_PROMPT 1_
Using the chicken recipe page below, decide whether each statement agrees with it: (a) the recipe calls for mayo instead of sour cream; (b) prep takes no more than five minutes; (c) the cook has been making this dish for over ten years. Answer yes or no for each, quoting the deciding words from the page.
— Begin PAGE —
My MIYM Chicken has got to be one of my all time favorite dinner ideas. Why? Melt In Your Mouth Chicken is an EASY chicken recipe and packs so much flavor into tender chicken breasts. My family devours this recipe.

We eat more chicken recipes in our house than any other meat for sure. Chicken enchiladas, crack chicken, shredded chicken …the list goes on and on. And real talk, chicken nuggets are basically the perfect food…soooo. Chicken is just an easy starting point for dinner, and you only need a few ingredients to make it completely different every night you use it! Today we’re making “Melt In Your Mouth” chicken, which is basically ultra-tender chicken breasts that are full of flavor and served with cheese.
Why You’ll Love Melt In Your Mouth Chicken
- This is hands-down one of my most popular recipes ever. I’ve been making it for over a decade and still get emails from people who can’t believe how good it is with so little effort.
- Made with sour cream. My mom used to make this with mayo, but I always thought it was a bit much. There is a fine line with mayo in my opinion. Anyhow, to sideline that whole debate, I use sour cream in my recipe, which seems to make everyone happy. Sour cream also tenderizes the chicken breasts, so you end up with these incredibly juicy and flavorful cuts of chicken on your plate. So good!
- Prep takes five minutes, tops. Stir, spread, bake. That’s it. And if you’re feeling extra, broil it for a few minutes at the end to get that golden cheesy top.
- Picky-eater approved. The flavors are mild, cozy, and somehow just work for everyone—this one’s been a winner with even the pickiest people in my house.

What You’ll Need
The prep time on this Melt In Your Mouth Chicken Recipe is literally minutes. Here’s a quick look at what you’ll need along with my notes. Be sure to scroll down to the recipe card for a printable list.
— End PAGE —
— Begin STORED ROWS —
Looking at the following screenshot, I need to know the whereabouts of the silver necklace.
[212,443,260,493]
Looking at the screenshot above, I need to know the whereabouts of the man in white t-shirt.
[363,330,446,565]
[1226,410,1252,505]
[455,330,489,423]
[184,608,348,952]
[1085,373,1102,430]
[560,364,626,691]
— End STORED ROWS —
_PROMPT 2_
In the records, rewrite the lines from the one containing "Looking at the screenshot" through the end of the records, both ends included, with "white t-shirt" changed to "gray hoodie" and everything else left as is.

_PROBLEM SOLUTION 1_
(a) No: "I use sour cream in my recipe"
(b) Yes: "Prep takes five minutes, tops."
(c) Yes: "I’ve been making it for over a decade"

_PROBLEM SOLUTION 2_
Looking at the screenshot above, I need to know the whereabouts of the man in gray hoodie.
[363,330,446,565]
[1226,410,1252,505]
[455,330,489,423]
[184,608,348,952]
[1085,373,1102,430]
[560,364,626,691]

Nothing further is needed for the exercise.